» **SELECTION**:
# "Old Towne Orange" monthly Ride, April10th, 2022 OC CA



## tripple3 (Mar 29, 2022)

Palm Sunday! Love PALMS!
Old Towne Orange Monthly Bike Ride, April 10th, 2022
What: Vintage Bike Ride through historic neighborhoods and bike trails. We will stop at interesting locations and finish with a lunch stop.
Theme: SPRING!🥳😎🥰
When: Sunday Apr.10th, Meet at 10:00am and kickstands up at 10:30am Sharp. Every 2nd Sunday, every month.😁
Where: Ride starts at the fountain in the middle of the traffic circle at Chapman and Glassell in the city of Orange.
Who: Anyone who can ride a bike. We ask for vintage or classic type bicycles only. Pace is slow-ish and hills _are minimal_.
Always a great time; come on out, let's Ride.




The morning after Mike's Swap/Show; @fordmike65 (in Monrovia);
always 1 week after the Cyclone Coaster ride in Long Beach.
A bunch of Like-minded folks, that get to do it ALL, almost....😊


----------



## OC54 (Apr 2, 2022)

I think the car show will be going on. 
If so no prob. just need to walk your bikes like we have in the past.


----------



## slick (Apr 2, 2022)

We will be in town for the swap and this ride. It will be our first Orange ride. Can't wait!


----------



## tripple3 (Apr 8, 2022)

» **GIVEN TASK 1**:
State how many lines of the records contain the string "wooden", giving only the number.
The records bear no relation to the forum thread.

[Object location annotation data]
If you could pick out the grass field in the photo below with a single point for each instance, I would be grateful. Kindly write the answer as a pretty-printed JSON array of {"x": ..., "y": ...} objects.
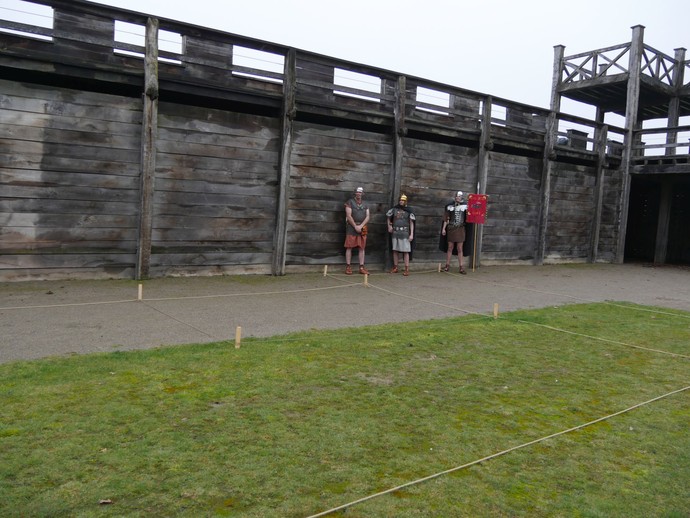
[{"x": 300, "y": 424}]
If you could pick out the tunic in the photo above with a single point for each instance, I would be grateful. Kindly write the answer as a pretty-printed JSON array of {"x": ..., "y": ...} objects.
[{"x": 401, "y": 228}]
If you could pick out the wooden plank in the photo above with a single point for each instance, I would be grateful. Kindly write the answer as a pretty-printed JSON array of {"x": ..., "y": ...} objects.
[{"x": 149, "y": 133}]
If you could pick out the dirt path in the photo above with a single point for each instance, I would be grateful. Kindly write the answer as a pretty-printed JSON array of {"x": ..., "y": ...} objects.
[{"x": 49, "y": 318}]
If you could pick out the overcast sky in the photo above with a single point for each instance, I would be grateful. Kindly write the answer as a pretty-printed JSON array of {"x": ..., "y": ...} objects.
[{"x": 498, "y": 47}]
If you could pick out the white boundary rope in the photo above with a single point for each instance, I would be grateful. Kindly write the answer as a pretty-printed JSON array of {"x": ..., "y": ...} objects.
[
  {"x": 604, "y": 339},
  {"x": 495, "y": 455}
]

» **GIVEN TASK 2**:
Write what comes next in the forum thread about the Old Towne Orange monthly ride, beginning after its final line.

» **WRITTEN REPLY 1**:
1

» **WRITTEN REPLY 2**:
slick said:


> We will be in town for the swap and this ride. It will be our first Orange ride. Can't wait!



This is Awesome! 
Looking forward to seeing you both!
Feels like the first time for me too!!!😂
PALM SUNDAY!
Gather 'round Marty @cyclingday while we roll,
he can tell us both common and Latin name,
where they're from,
when they got to U.S.A.,
where they grow best, fruits-or-not, common issues,...
All the good-Stuff!🥳🤩😎🤓🧐
Welcome to So. Cal @slick


----------



## mrg (Apr 8, 2022)

@tripple3, think you might want to check but it's the car show Sunday so the fountain park is usually closed & surrounded by vendors?


----------



## tripple3 (Apr 8, 2022)

OC54 said:


> I think the car show will be going on.
> If so no prob. just need to walk your bikes like we have in the past.






mrg said:


> @tripple3, think you might want to check but it's the car show Sunday so the fountain park is usually closed & surrounded by vendors?



It's OK, walk bikes near fancy cars.



There were a bunch of cars that came to the motorbike ride too;
and griddled up some great pancakes as well!


----------



## mrg (Apr 8, 2022)

I was talking about the meet up, they actually close the fountain plaza itself during some events?


----------



## The Hat (Apr 10, 2022)




----------



## The Hat (Apr 10, 2022)




----------



## cyclingday (Apr 10, 2022)




----------



## cyclingday (Apr 10, 2022)




----------



## mrg (Apr 10, 2022)

Wasn't able to get much riding in but alot of walking/pushing the 51 "RED" around a great Downtown car show!, a few of my favorites😎


----------



## tripple3 (Apr 11, 2022)

Wow Tony @The Hat
Love your pics!
Please post More. Often.🥰🤩😎







Missing Charlie of Newport; Love this Rex!😎🤩🥳






DELMAR was chosen for the day,
for Tony, Mike, and Chris, (know who you are)
for LOVE!
TONS of "Vehicle Love" at
Old Towne Orange;
 often and repeatedly.🥰


----------



## cyclonecoaster.com (Apr 11, 2022)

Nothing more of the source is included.